▸ Görev 1
Kürkçü'nün mektubunu aktaran yazıya göre, mektubun ilgili olduğu "Ankara Notları" hangi gün yayınlanmış?
▸ Görev 2
Kürkçü'nün mektubunu aktaran yazıyı kaldığı yerden sürdürün.

──────── Kaynak belge ────────

Ertuğrul Kürkçü'nün Mektubu...

Selimiye Askerî Tutukevi'nde kalan, eski DEV-GENÇ Genel Başka­nı Ertuğrul Kürkçü'den bir mektup aldım. Kürkçü'nün mektubu, 5 Mayıs 1974 günü yayınlanan "Ankara Notları" ile ilgili. Ertuğrul Kürkçü'nün tu­tukevinde iyi koşullar altında olmadığını da duymuştum. Uzun mektu­bunda, özetle şöyle diyor.

Arkadaş,

Gazetede çıkan yazınızı dikkatle okudum. Öyle sanıyorum ki, bu ko­nuda benim de söylenecek sözümün olması gerekiyor. Zira konu beni doğrudan doğruya ilgilendiriyor. Ancak bu ilginin benimle bağıntılı olma­sı konunun bir yanı, onun özelliğidir. Öte yanıysa daha, çok yakın sayı­labilecek bir zamana kadar binlerce insana karşı sorumlu olarak, DEV- GENÇ Genel Başkanlığı görevini yürütmüş olmam ve bu nedenle söz- konusu iddiaların benim birey olarak taşıdığım önem ya da önemsizliği­nin ilerisinde, sorumluluğunu taşıdığım bir "hareketi" onun üyelerini, ta­raftarlarını, bu hareket içinde yer almış, mücadele etmiş, belirli bir süre için verdiğim görevleri yerine getirmiş, bu görevleri yerine getirirken hâ­kim sınıfların baskısına, zulmüne uğramış, elini, kolunu, hayatını kay­betmiş, bir yığın acı, kan, ter ve gözyaşına bulanmış genç arkadaşları il­gilendiriyor olmasıdır, onun genelliğidir.

──────── Gösterilen bilgiler ────────

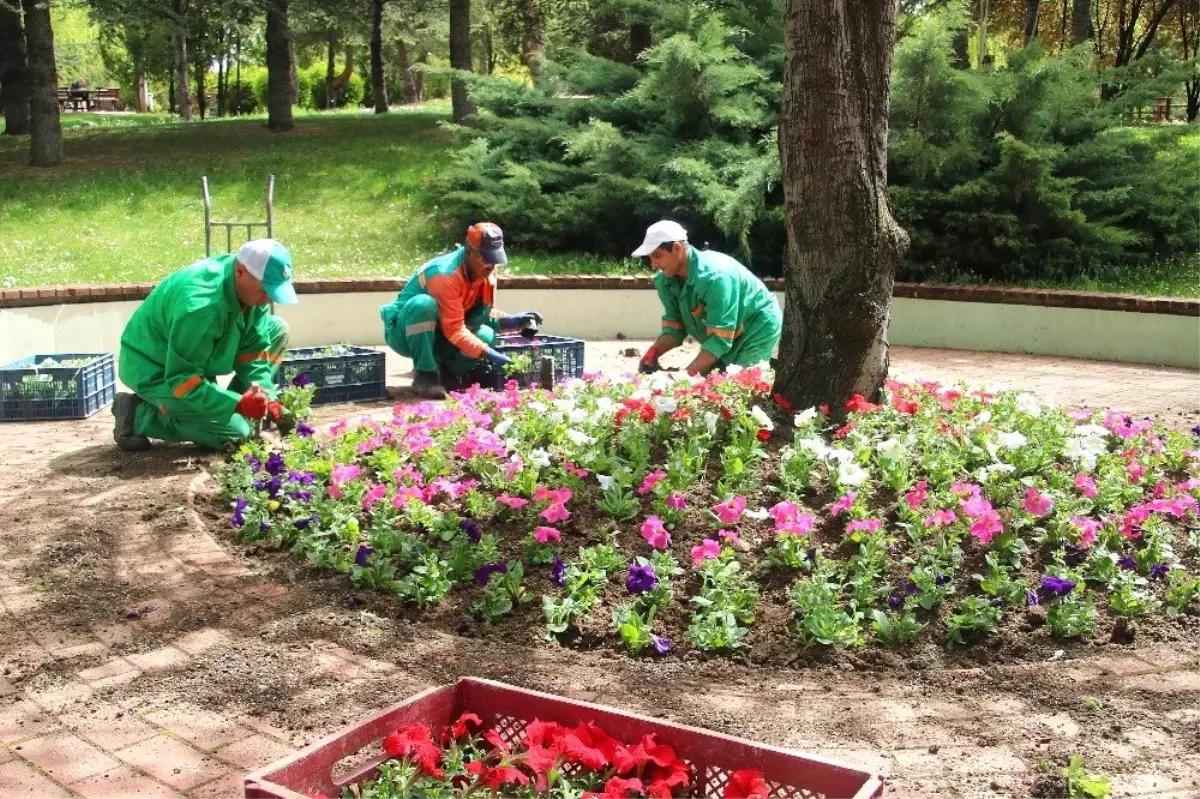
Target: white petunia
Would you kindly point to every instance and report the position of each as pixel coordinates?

────────

▸ Yanıt 1
5 Mayıs 1974 günü.

▸ Yanıt 2
Bugüne kadar bu konuda susmanın konuşmaktan daha yararlı ola­cağına, en aşağılık ve en alçakça yöntemlerle, en sorumsuz biçimlerde yürütülen spekülasyonların maddi temellerinin yok olacağına ve bir gün mutlaka benim de bütün bunlara karşılık verebilecek güç ve imkânlarım olabileceğine, derinliğine ve genişliğine tartışılması, araştırılması, ince­lenmesi gereken ve tarihi süreç ve bunun içindeki olağanüstü önem ta­şıyan durumlar varken, bu sürecin yüzlerce veçhesi içinde bir bakıma teferruat sayılabilecek olan bu hâdiseyi öne çıkartmanın ne bir yararı, ne de bir önemi olmayacağına inandığım için kimseye en ufak bir ser­zenişte bile bulunmaksızın bekledim.

Ancak beklemek, bütün bu aşağılık, yalan, iftira, demagoji sağnağına katlanmak, susabilmek pek kolay olmadı. Pek kolay olmadı, iki yüzyetmiş gün baskı, eziyet ve kötülükten başka hiçbir şey görmeksizin kaldığım hücreden çıkıp da karşılaştığım ilk insan olan kızkardeşinin "bu söylenenler doğru mu?" diye sormasına katlanmak. Ve pek kolay olma­dı bu iğrenç iddiaları sırtımda taşırken sıkıyönetim yargıç ve savcılarının karşısında dik durabilmek...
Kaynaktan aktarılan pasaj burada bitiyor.